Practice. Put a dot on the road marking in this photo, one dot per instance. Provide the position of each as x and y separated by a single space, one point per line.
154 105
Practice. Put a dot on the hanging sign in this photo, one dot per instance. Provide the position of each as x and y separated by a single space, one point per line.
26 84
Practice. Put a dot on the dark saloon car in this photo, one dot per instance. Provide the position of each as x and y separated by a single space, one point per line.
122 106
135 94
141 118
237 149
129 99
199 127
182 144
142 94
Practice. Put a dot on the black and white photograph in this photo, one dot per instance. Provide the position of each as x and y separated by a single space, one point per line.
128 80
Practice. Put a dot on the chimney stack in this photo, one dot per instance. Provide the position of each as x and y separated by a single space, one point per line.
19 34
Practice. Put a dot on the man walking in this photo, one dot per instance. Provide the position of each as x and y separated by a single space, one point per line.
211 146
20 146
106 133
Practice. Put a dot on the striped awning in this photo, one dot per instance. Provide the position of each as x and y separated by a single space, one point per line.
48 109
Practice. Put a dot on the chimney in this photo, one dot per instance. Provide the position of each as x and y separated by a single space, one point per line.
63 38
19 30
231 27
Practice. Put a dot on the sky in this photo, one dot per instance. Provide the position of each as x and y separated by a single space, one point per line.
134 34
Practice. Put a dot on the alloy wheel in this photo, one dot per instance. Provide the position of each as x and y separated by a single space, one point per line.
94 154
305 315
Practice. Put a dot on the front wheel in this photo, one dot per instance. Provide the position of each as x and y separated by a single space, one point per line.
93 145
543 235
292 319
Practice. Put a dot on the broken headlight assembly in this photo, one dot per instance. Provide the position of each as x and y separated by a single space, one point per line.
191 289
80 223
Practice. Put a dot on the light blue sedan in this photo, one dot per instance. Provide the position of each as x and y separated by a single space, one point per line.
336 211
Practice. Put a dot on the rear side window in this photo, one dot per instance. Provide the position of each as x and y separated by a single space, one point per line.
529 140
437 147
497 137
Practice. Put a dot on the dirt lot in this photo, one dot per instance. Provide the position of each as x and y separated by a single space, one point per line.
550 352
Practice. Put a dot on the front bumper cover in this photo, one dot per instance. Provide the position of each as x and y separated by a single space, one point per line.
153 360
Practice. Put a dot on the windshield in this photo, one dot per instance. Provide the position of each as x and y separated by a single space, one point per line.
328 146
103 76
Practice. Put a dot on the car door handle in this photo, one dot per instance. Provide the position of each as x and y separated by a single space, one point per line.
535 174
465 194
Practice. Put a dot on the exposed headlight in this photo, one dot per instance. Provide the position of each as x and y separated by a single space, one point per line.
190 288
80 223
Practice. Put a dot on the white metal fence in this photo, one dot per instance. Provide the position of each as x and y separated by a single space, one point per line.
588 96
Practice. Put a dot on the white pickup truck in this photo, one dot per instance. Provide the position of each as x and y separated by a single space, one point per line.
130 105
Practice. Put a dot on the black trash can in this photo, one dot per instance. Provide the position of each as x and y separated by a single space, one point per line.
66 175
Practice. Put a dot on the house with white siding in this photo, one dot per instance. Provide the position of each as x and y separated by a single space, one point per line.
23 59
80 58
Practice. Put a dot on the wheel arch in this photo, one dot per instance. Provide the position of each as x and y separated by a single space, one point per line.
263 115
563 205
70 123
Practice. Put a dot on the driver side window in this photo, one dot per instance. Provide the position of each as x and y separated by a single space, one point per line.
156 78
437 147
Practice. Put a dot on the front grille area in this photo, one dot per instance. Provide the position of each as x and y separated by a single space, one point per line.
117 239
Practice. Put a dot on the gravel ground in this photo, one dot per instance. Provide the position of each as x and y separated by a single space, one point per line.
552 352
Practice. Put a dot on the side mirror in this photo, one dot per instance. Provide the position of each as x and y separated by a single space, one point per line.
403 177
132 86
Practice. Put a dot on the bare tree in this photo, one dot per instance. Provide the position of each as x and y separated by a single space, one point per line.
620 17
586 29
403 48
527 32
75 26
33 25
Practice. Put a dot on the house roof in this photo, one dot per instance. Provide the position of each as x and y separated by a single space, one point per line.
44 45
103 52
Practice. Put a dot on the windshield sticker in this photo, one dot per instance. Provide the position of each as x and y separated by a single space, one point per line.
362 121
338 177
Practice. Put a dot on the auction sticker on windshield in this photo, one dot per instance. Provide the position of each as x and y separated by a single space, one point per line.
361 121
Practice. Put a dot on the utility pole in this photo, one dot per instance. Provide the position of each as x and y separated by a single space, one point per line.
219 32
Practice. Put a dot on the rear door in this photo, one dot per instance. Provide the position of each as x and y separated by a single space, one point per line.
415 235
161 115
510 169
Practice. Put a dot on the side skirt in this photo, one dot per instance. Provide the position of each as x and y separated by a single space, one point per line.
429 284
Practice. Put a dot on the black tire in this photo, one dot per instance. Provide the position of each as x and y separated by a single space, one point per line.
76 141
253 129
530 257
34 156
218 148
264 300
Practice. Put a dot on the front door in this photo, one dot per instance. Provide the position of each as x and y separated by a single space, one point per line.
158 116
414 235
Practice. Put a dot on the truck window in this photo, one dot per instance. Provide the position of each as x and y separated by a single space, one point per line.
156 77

#### [Written instruction]
Output the entries exactly.

#### [Task solution]
Practice. Put a dot on the road marking in this photo, one dot per instance. Provide the position of each as x and y separated by a single space, one point per line.
154 105
Practice. Put a dot on the hanging sign in this photo, one dot per instance. Provide the position of each as x and y separated by a single space, one point per line.
26 84
Practice. Put a dot on the dark saloon car in this photo, one dot per instance. Provide the position of each as x and y separated by a single space, one point per line.
122 106
135 94
141 118
237 149
129 99
199 127
182 144
142 94
Practice. Put a dot on the black and white photograph in this photo, one dot per instance. Provide the position of each as x and y separated by a single space, one point per line.
128 80
Practice. Put a dot on the chimney stack in this photo, one dot per instance. Provide the position of each as x and y separated by a single space, one point per line.
19 34
Practice. Put a dot on the man walking in this photo, one dot per instance. Provide the position of each as x and y separated by a single space, one point per line.
211 146
20 146
106 133
Practice. Put a dot on the striped awning in this photo, one dot per instance. Provide the position of each as x and y separated by a single space, one point per line.
48 109
Practice. Put a dot on the chimney in this photo, one dot per instance. Provide the position of each as x and y separated by a single space, one point per line.
63 38
19 30
231 27
Practice. Put a dot on the sky in this photo, one dot per instance. Provide the position of each as x and y separated by a single space, one point per line.
134 34
Practice. Put a dot on the alloy wheel in this photo, one dot per instance. Provide the position of each as x and y separated by a single space, one point per line.
94 154
305 315
Practice. Put a dot on the front wheel in this photo, one dot per instance. Provide the position of each as x and y separated by a single space, one point per line.
93 145
543 235
292 319
Practice. Put a dot on the broken headlight assembly in this photo, one dot per instance. Provide the position of each as x and y separated by a single space, one point per line.
191 289
80 223
Practice. Put a dot on the light blue sedan in this photo, one dot per instance. Provide the position of each as x and y separated by a single space, one point per line.
336 211
Practice. Put a dot on the rear side window in this photo, one dot per instance. Provide the position of each as x and y separated by a single space, one point per line.
529 140
437 147
497 137
Practice. Put a dot on the dirt lot in this photo, one dot per instance. Provide the position of each as x and y separated by a single space, one point per line.
550 352
Practice. Put a dot on the front bumper cover in this photo, one dot per instance. Provide the position of each as x and y separated by a single space, one point per line.
153 360
Practice. Put a dot on the windshield in this photo, one dot per instance. Provide the position of each as x and y separated by a single space, one point per line.
328 146
103 76
Practice. Put a dot on the car door handle in this photo, one dot per instance. Provide the position of each as x and y separated by a single space, one point per line.
535 174
465 194
Practice. Put a dot on the exposed headlight in this photo, one dot per instance. Provide the position of each as x and y separated by a single space, one point per line.
190 288
80 223
Practice. Put a dot on the white metal fence in this photo, one dot per instance. Provide the position of each as x and y separated by a single space, one point per line.
588 96
Practice. Put a dot on the white pickup truck in this photo, one dot per instance. Provide the position of each as x and y separated by a single space, one point per line.
130 105
Practice. Put a dot on the black trash can in this photo, one dot per instance. Provide the position of each as x and y separated by a single space, one point per line.
66 175
Practice. Put a dot on the house with white siding in this photo, one dot per instance. Provide the position of each as x and y separated by a single space, one point per line.
23 59
80 58
Practice. Put a dot on the wheel arch in this photo, one dot per instance. Provide the position of each as x and y separated by a single space, one point per line.
263 115
563 205
70 123
Practice. Put a dot on the driver side window in this photo, one dot per instance. Provide the position of each as x and y separated by a single space, one point per line.
156 78
437 147
Practice. Put a dot on the front grille area in this photo, one dot per instance. Provide the position of each as x and y separated by a single space, one point per line.
117 239
Practice. Put a dot on the gravel ground in this photo, one dot per instance. Provide the position of each as x and y separated by a single space, one point per line.
552 352
Practice. Put a dot on the side mirror in this photo, one dot per instance. Provide the position of each as x and y separated by a single space, one point per line.
403 177
132 86
Practice. Put a dot on the bare tree in this photo, one dot per instance. Provide the position of each as x and y separated by a single space, one point per line.
620 17
586 29
403 48
527 32
75 26
33 25
Practice. Put a dot on the house roof in this photo, one dot per instance. Provide the position of each as x and y separated by a single space, one point per line.
44 45
103 52
Practice. Put a dot on the windshield sticker in this photo, one dot per instance. Provide the position of each as x and y separated by a single space, one point per line.
362 121
338 177
Practice. Put a dot on the auction sticker on windshield in this photo, one dot per instance. Provide the position of each as x and y separated by a single space, one point per line.
361 121
Practice. Put a dot on the utility pole in this photo, one dot per instance. Provide the position of each as x and y separated by a single space, one point per line.
219 32
Practice. Put a dot on the rear door in this photo, one dot per instance. Provide the position of each as x and y separated by a single space, one point per line.
415 235
161 115
510 169
Practice. Put a dot on the side skirt in this photo, one dot per instance. Provide the position of each as x and y separated by a single space, one point per line.
429 284
Practice. Put a dot on the black tire in this photo, one dot per instance. Provide the position of each as x and y separated by a single space, one point per line.
76 141
253 129
530 257
34 156
218 148
264 300
Practice. Put a dot on the front door in this photo, one dot per instance. Provide the position of each as x and y separated by a single space, one point per line.
158 116
414 235
Practice. Put a dot on the truck window in this photo, one dot per instance. Provide the position of each as x and y separated by a single space, one point per line.
156 77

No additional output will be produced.